▸ **What the task asks**
The full listing should be set down again precisely.

▸ **Working data**
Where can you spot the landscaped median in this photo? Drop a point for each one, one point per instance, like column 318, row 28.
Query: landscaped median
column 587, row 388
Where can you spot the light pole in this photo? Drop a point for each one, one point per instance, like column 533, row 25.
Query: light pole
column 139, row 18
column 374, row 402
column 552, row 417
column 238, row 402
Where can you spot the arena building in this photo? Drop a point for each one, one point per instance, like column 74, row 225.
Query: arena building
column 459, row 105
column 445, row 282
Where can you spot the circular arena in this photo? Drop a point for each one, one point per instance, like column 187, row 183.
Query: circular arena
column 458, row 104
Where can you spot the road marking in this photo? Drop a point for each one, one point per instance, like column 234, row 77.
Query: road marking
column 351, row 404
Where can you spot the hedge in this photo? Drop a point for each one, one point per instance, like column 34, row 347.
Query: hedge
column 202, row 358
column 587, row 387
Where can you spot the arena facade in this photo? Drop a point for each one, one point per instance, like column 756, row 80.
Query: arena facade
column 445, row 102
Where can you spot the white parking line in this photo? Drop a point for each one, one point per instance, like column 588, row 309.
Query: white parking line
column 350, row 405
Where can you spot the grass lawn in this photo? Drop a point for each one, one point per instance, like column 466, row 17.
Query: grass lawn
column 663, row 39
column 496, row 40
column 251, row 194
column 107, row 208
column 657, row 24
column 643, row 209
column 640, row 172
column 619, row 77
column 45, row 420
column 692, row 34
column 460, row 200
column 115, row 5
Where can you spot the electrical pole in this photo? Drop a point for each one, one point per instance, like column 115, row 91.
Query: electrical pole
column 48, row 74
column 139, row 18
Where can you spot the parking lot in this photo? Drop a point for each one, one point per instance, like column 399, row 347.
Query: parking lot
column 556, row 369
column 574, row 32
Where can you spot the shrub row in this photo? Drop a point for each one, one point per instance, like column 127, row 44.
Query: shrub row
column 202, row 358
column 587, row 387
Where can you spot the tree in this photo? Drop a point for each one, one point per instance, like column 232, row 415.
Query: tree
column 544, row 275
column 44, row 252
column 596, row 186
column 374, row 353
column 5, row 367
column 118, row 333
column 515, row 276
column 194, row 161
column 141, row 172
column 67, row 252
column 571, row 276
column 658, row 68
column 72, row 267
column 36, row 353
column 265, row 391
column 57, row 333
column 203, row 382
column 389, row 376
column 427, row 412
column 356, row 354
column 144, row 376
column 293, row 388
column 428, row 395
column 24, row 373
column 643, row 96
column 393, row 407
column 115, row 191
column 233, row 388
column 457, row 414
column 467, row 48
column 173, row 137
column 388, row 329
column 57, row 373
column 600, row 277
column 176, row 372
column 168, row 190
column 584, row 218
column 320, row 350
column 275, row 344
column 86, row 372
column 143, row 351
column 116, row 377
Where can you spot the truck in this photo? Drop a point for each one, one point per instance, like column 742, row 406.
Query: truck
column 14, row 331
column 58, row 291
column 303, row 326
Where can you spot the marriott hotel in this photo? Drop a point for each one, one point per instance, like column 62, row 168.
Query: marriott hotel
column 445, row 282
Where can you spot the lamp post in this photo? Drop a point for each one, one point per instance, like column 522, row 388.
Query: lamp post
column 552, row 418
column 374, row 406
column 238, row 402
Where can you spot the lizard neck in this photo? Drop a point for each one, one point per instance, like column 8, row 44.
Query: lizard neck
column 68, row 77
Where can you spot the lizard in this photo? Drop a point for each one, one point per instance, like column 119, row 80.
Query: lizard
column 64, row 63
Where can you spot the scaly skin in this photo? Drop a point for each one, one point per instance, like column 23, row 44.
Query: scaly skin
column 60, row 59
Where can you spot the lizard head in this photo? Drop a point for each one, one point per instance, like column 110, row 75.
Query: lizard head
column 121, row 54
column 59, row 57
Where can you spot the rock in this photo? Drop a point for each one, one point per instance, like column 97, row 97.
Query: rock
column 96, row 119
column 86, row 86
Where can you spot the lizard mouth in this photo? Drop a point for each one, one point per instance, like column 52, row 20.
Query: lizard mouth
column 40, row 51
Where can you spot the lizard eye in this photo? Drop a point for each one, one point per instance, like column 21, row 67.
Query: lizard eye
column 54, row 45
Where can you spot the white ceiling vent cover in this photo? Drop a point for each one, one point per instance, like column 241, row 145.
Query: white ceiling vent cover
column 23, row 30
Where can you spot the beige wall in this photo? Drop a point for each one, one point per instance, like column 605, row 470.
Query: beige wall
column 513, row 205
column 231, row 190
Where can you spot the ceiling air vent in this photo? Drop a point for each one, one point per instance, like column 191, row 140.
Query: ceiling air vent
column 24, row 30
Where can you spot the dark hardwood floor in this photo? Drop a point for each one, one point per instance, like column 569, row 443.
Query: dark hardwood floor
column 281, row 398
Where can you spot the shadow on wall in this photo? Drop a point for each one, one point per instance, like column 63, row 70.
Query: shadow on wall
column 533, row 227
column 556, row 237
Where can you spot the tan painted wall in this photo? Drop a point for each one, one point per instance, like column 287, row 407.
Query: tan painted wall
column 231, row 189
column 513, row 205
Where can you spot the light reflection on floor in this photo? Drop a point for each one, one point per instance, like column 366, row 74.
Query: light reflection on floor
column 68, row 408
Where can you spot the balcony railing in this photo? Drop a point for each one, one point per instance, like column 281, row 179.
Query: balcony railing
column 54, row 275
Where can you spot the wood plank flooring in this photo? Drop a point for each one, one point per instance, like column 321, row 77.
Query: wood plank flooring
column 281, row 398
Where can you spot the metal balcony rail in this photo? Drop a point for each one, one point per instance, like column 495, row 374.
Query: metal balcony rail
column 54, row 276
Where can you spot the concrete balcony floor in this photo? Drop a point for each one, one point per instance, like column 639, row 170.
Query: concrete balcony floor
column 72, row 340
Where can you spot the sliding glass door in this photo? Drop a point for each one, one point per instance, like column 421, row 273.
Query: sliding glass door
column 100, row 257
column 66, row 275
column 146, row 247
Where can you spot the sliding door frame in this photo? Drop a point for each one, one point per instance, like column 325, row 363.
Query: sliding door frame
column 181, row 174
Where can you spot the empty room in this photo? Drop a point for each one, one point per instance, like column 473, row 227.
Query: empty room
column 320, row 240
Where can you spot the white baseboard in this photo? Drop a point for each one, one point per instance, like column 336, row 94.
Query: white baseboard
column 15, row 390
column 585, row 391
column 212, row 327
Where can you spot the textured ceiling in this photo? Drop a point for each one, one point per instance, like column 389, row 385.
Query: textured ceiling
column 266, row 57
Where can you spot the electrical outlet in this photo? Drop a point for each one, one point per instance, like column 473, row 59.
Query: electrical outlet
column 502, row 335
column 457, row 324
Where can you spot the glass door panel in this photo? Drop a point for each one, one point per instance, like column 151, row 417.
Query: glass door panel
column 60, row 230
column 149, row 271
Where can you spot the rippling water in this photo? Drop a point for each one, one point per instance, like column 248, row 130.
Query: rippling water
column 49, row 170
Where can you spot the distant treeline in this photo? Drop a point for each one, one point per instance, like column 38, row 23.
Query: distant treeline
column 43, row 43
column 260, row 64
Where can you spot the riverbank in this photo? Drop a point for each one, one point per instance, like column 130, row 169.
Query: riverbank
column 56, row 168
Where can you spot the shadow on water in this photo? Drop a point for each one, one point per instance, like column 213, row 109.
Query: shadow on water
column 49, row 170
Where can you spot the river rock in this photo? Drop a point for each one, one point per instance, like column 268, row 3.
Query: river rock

▸ **Answer box**
Where can you spot the landscaped median in this photo? Drop a point for each one, one point per instance, like column 318, row 28.
Query: landscaped median
column 587, row 388
Where can you spot the light pole in this photo? Drop a point for each one, one point per instance, like column 533, row 25.
Query: light pole
column 139, row 18
column 374, row 402
column 552, row 417
column 238, row 402
Where can you spot the arena building in this photo? Drop a point for each one, one point per instance, like column 74, row 225.
Query: arena building
column 459, row 105
column 445, row 282
Where can you spot the circular arena in this photo? Drop a point for each one, one point per instance, like column 187, row 183.
Query: circular arena
column 458, row 104
Where can you spot the road marking in this photo? Drop a point for each one, one point per instance, like column 234, row 77.
Query: road marking
column 351, row 404
Where can you spot the hedge in this photo? Drop a point for each one, one point per instance, like column 34, row 347.
Query: hedge
column 202, row 358
column 587, row 387
Where can you spot the arena facade in this photo? Drop a point for each one, one point per instance, like column 756, row 80.
Query: arena facade
column 445, row 102
Where can you spot the white parking line in this photo? Drop a point for each one, one point per instance, like column 588, row 309.
Query: white parking line
column 350, row 405
Where can you spot the grass lawn in this photo? Drop a point for each one, one point per instance, like column 466, row 17.
Query: grass lawn
column 663, row 39
column 496, row 40
column 251, row 194
column 107, row 208
column 657, row 24
column 643, row 209
column 640, row 172
column 619, row 77
column 45, row 420
column 692, row 34
column 460, row 200
column 115, row 5
Where can you spot the electrical pole in this photo? Drop a point for each one, one point per instance, like column 115, row 91.
Query: electrical pole
column 48, row 74
column 139, row 18
Where can you spot the parking lot in this photo? Drop a point for each one, one point per instance, like column 399, row 347.
Query: parking lot
column 556, row 369
column 574, row 32
Where can you spot the shrub row in this photo? Drop a point for each one, one point per instance, like column 127, row 44.
Query: shrub row
column 202, row 358
column 587, row 387
Where can you spot the tree in this photo? Drop a point for each one, one point per instance, like column 232, row 415.
Query: tree
column 544, row 275
column 44, row 252
column 596, row 186
column 374, row 353
column 5, row 367
column 118, row 333
column 515, row 276
column 194, row 161
column 141, row 172
column 67, row 252
column 571, row 276
column 658, row 68
column 72, row 267
column 36, row 353
column 265, row 391
column 57, row 333
column 203, row 382
column 389, row 376
column 427, row 412
column 356, row 354
column 144, row 376
column 293, row 388
column 428, row 395
column 24, row 373
column 643, row 96
column 393, row 407
column 115, row 191
column 233, row 388
column 457, row 414
column 467, row 48
column 173, row 137
column 388, row 329
column 57, row 373
column 600, row 277
column 176, row 372
column 168, row 190
column 584, row 218
column 320, row 350
column 275, row 344
column 86, row 372
column 143, row 351
column 116, row 377
Where can you spot the truck in this photo? Drop a point for each one, one point per instance, like column 742, row 406.
Query: truck
column 14, row 331
column 58, row 291
column 303, row 326
Where can you spot the marriott hotel in this photo? Drop a point for each one, one point per instance, like column 62, row 168.
Query: marriott hotel
column 445, row 282
Where can you spot the lamp post in this photo? Drop a point for each one, one point per instance, like column 522, row 388.
Query: lamp post
column 552, row 418
column 374, row 406
column 238, row 402
Where can you spot the lizard neck in this photo? Drop a point for each one, one point per instance, like column 8, row 44.
Query: lizard neck
column 68, row 77
Where can you spot the lizard in this photo? Drop a point for each one, one point per instance, like column 119, row 80.
Query: lizard
column 64, row 63
Where can you spot the scaly skin in this photo? Drop a point for each one, one point per instance, like column 23, row 44.
Query: scaly skin
column 60, row 59
Where can you spot the lizard head in this photo? Drop a point for each one, one point per instance, like column 110, row 75.
Query: lizard head
column 121, row 54
column 59, row 57
Where can you spot the rock in this photo? Drop a point for each one, one point per instance, like column 97, row 97.
Query: rock
column 96, row 119
column 86, row 86
Where can you spot the lizard mouth in this photo? Drop a point for each one, one point per instance, like column 52, row 20.
Query: lizard mouth
column 40, row 51
Where can you spot the lizard eye in this photo? Drop a point for each one, one point per instance, like column 21, row 67.
Query: lizard eye
column 54, row 45
Where can you spot the white ceiling vent cover in this photo? Drop a point for each one, one point per instance, like column 241, row 145.
Query: white ceiling vent cover
column 23, row 30
Where can you spot the beige wall in this photo? Drop a point for each one, one point per instance, like column 605, row 470.
Query: beige wall
column 513, row 205
column 231, row 190
Where can you spot the ceiling air vent in this photo? Drop a point for each one, one point per instance, like column 191, row 140.
Query: ceiling air vent
column 24, row 30
Where can you spot the dark hardwood floor in this photo? Drop a point for each one, one point per instance, like column 569, row 443.
Query: dark hardwood floor
column 281, row 398
Where can you spot the shadow on wall in this photo? Drop a point for each one, one point per instance, like column 63, row 70.
Query: shadow on wall
column 533, row 227
column 556, row 237
Where can you spot the tan painted wall in this photo? Drop a point for each one, one point per instance, like column 287, row 407.
Query: tan painted wall
column 231, row 189
column 513, row 205
Where can you spot the light reflection on floor in this photo? Drop a point for each one, one point per instance, like column 366, row 74.
Query: light reflection on floor
column 68, row 408
Where can you spot the balcony railing in this photo? Drop a point for each one, one point per instance, like column 281, row 179.
Query: balcony railing
column 54, row 275
Where can you spot the wood plank flooring in this photo? Drop a point for each one, one point per instance, like column 321, row 77.
Query: wood plank flooring
column 281, row 398
Where can you spot the metal balcony rail in this photo? Drop a point for each one, one point per instance, like column 495, row 374.
Query: metal balcony rail
column 54, row 276
Where can you spot the concrete balcony floor in this photo? Drop a point for each one, one point per instance, like column 639, row 170.
Query: concrete balcony floor
column 72, row 340
Where can you spot the sliding glass door in this photo? Drop a point for each one, one point per instance, like column 421, row 273.
Query: sliding glass door
column 100, row 257
column 66, row 275
column 146, row 247
Where can you spot the sliding door frame in this photo? Drop a point for each one, one point per instance, like column 325, row 363.
Query: sliding door frame
column 181, row 174
Where can you spot the empty room in this photo? Drop a point for each one, one point per instance, like column 473, row 227.
Query: empty room
column 320, row 240
Where can you spot the white baseboard in this photo? Drop a point for each one, one point per instance, like column 336, row 94.
Query: white baseboard
column 15, row 390
column 585, row 391
column 212, row 327
Where can you spot the textured ceiling in this photo? Drop a point for each one, one point per instance, like column 389, row 385.
Query: textured ceiling
column 266, row 57
Where can you spot the electrical outlet in this photo? Drop a point for each one, one point per instance, like column 473, row 59.
Query: electrical outlet
column 502, row 335
column 457, row 324
Where can you spot the glass door panel in this photo? Drop a point for each one, one point per instance, like column 151, row 417.
Query: glass door panel
column 60, row 230
column 149, row 271
Where can you spot the rippling water in this photo? Drop a point for each one, one point per instance, like column 248, row 130.
Query: rippling water
column 49, row 170
Where can you spot the distant treeline in this photo? Drop a point for each one, one point per instance, like column 38, row 23.
Query: distant treeline
column 43, row 43
column 260, row 64
Where can you spot the riverbank in this photo? Drop a point for each one, one point per instance, like column 130, row 169.
Query: riverbank
column 56, row 168
Where can you spot the shadow on water in this photo? Drop a point for each one, one point per instance, like column 213, row 109.
Query: shadow on water
column 49, row 170
Where can you spot the river rock in this photo? Drop a point for each one, one point per instance, like column 268, row 3.
Query: river rock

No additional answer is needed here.